■ Task description
Reproduce the rows verbatim, starting at the first row and ending at the row containing "[[[311,129],[255,126],[257,160],[311,169]]]", with both included.

■ Raw data
======

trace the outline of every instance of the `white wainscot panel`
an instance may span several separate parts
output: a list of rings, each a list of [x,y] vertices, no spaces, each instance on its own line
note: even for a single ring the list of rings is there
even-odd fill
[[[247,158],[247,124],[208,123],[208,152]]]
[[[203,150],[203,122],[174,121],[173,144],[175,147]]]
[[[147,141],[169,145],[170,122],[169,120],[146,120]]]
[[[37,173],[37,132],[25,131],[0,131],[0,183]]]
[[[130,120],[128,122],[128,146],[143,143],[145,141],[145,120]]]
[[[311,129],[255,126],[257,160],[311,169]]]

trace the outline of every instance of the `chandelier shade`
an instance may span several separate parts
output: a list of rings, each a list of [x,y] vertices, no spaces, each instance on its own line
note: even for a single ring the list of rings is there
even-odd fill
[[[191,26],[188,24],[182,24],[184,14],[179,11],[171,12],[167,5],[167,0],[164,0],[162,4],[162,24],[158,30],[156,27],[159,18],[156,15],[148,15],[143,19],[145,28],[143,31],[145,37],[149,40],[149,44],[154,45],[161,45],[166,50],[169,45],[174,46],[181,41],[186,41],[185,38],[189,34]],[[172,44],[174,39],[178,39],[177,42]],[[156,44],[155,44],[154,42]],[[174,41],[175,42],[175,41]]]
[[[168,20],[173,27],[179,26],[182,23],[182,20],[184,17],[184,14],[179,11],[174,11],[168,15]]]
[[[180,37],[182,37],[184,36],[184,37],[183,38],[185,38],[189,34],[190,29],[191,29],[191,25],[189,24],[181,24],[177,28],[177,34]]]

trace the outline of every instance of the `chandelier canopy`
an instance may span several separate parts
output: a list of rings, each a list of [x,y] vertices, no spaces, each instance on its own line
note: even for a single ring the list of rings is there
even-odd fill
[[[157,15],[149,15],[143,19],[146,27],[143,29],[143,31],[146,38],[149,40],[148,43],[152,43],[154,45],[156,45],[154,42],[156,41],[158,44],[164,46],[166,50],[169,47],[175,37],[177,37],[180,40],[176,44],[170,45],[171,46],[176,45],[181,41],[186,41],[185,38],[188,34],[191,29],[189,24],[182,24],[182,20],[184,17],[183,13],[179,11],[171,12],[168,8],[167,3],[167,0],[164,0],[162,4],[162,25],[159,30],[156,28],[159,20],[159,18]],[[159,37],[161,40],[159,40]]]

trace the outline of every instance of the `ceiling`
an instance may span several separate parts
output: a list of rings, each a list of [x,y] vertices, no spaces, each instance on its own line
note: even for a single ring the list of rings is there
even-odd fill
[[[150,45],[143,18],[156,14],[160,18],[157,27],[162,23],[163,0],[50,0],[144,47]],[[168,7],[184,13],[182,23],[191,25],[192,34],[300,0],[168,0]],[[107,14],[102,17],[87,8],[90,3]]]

======

■ The response
trace the outline of every instance of the `white wainscot panel`
an instance may span several separate parts
output: a list of rings, each a list of [x,y] vertices, no spaces, each instance on its own line
note: even for a single ring the list of rings is there
even-odd fill
[[[247,158],[247,124],[208,123],[208,152]]]
[[[203,150],[203,122],[174,121],[173,144],[175,147]]]
[[[147,141],[169,145],[170,122],[169,120],[146,120]]]
[[[37,173],[37,132],[25,131],[0,131],[0,183]]]
[[[130,120],[128,122],[128,146],[143,143],[145,141],[145,120]]]
[[[311,129],[255,126],[257,160],[311,169]]]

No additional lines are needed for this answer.